### [EXCERPT TO READ]
== Segment start ==
These developments suggest that global food prices will keep rising in the short term despite they already hit a record high last month.

Populations were already contending with global food prices at record high

The spike of food production costs and export restrictions linked to Russia’s invasion in Ukraine couldn’t come at a worst time. Populations were already contending with global food prices at record high in February in a context of supply disruptions linked to Covid-19 and adverse weather conditions altering crops in several regions.

The Food and Agriculture Organization’s (FAO) food price index, which tracks the most globally traded food commodities, averaged 140.7 points last month (a record high and up 20.7% YoY).

According to several studies, “COVID-19 resulted in the movement restrictions of workers, changes in demand of consumers, closure of food production facilities, restricted food trade policies, and financial pressures in food supply chain“. However, one year later, food demand recovered quickly while supply took more time to adapt, supporting prices.

This trend was amplified by adverse weather conditions in major agricultural producing countries like Brazil, Argentina, the United States, Russia and Ukraine. More recently, Bloomberg highlighted that “stretches of North Africa’s grain belt suffer the worst drought in 30 years. Rain is scant in Morocco this growing season, with the amount of moisture since September at its lowest in at least three decades. Parts of Algeria and Tunisia also are dry, running the risk of smaller harvests that may boost reliance on foreign supply at a time of near-record food costs.

Elsewhere, Zerohedge noted “Abnormally dry to exceptional drought conditions are expected to persist across 60% of the continental U.S. as spring in the Northern Hemisphere begins. Forecasters expect little to no rain for certain parts of the western U.S. through June. From April to June, above-average temperatures are expected from Southwest to the East Coast and north through the Midwest, according to a new outlook published by the National Oceanic and Atmospheric Administration (NOAA). NOAA’s map shows a greater than 50% chance of drought persistence for nearly 60% of the continental U.S.

Finally, the condition of China’s winter wheat crop could be the “worst in history,” the agriculture minister said in early March, raising concerns about grain supplies in the world’s biggest wheat consumer.

Food securitiy has been recently cited by several countries to ban or restrict exports of key staples

In this context, since late February, governments around the world have taken steps to safeguard domestic food supplies, thereby aggravating the situation.

In early March, the Telegraph reported “Hungary announced it would ban all grain exports to insulate itself from market volatility, while Bulgaria – another significant wheat exporter – said it would purchase at least half of three million tonnes of wheat still in the country’s silos.Moldova, albeit a small shipper, decided to suspend wheat and sugar exports from March 1 until April 24.

In the middle East, Turkey has imposed temporary export bans on select agricultural products to stabilize local market conditions and keep prices from running higher. In the meantime, Egypt banned the export of key staples, including flour, lentils and wheat.

Elsewhere, Argentina has halted registration of export sales of soy oil and meal.

Emerging countries are on track to experience a bigger food prices surge than during the 2011 “Arab Spring

In a context where the Fed started tightening its policy, most of EM currencies have fallen against the dollar, further raising food prices in developing economies.

The case of Turkey is interesting given that its current-account deficit has been amplified by the sharp rise of both oil and wheat prices, leading to further depreciation of the Turkish Lira.

Several countries were also vulnerable to the spike of wheat prices such as Egypt. On Monday, Egypt hiked its benchmark interest rate for the first time since 2017 in a surprise meeting and let its currency weaken sharply.

Other several countries are also on track to experience a bigger food prices surge than during the 2011 “Arab Spring”, and this could potentially result in social unrests and even revolts.
== Segment end ==
Saved entries:
== Segment start ==
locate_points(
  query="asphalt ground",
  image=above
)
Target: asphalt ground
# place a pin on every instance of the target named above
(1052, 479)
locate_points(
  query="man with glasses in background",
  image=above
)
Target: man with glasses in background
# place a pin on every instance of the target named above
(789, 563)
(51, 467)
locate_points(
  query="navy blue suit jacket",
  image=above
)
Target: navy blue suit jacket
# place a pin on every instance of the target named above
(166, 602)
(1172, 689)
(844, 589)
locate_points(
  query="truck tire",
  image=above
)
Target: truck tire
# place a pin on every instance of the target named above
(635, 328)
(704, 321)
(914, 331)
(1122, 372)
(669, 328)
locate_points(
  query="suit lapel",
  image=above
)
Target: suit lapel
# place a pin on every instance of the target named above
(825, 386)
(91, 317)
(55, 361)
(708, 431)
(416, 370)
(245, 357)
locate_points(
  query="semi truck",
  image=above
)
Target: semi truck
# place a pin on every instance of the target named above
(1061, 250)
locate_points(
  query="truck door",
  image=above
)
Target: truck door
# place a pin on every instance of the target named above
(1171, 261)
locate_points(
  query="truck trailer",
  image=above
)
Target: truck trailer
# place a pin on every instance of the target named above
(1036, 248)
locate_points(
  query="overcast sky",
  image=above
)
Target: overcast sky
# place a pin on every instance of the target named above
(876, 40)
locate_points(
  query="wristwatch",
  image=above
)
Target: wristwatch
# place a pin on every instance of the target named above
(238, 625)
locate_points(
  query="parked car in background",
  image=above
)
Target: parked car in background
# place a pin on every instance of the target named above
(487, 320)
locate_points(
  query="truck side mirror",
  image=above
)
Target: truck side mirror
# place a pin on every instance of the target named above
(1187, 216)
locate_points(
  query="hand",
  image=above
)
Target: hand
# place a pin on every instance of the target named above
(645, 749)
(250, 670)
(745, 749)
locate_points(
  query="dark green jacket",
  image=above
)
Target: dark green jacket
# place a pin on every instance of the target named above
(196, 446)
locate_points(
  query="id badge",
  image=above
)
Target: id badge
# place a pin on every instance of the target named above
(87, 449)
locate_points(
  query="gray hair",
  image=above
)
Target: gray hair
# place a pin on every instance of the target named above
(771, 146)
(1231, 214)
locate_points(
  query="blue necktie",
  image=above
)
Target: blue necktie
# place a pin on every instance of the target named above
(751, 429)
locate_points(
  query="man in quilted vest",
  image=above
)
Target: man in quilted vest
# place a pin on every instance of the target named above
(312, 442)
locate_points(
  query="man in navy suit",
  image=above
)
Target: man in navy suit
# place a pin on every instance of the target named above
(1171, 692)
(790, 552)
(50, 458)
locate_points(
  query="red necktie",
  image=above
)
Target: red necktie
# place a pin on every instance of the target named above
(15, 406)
== Segment end ==
### [REQUIREMENT 1]
In the food prices excerpt, what did the FAO food price index average last month?
### [REQUIREMENT 2]
Extract the passage of the food prices excerpt from "Elsewhere, Zerohedge noted" up to and including "nearly 60% of the continental U.S.".
The records are not needed for this work.

### [EXPECTED OUTPUT 1]
140.7 points, a record high and up 20.7% year over year.

### [EXPECTED OUTPUT 2]
Elsewhere, Zerohedge noted “Abnormally dry to exceptional drought conditions are expected to persist across 60% of the continental U.S. as spring in the Northern Hemisphere begins. Forecasters expect little to no rain for certain parts of the western U.S. through June. From April to June, above-average temperatures are expected from Southwest to the East Coast and north through the Midwest, according to a new outlook published by the National Oceanic and Atmospheric Administration (NOAA). NOAA’s map shows a greater than 50% chance of drought persistence for nearly 60% of the continental U.S.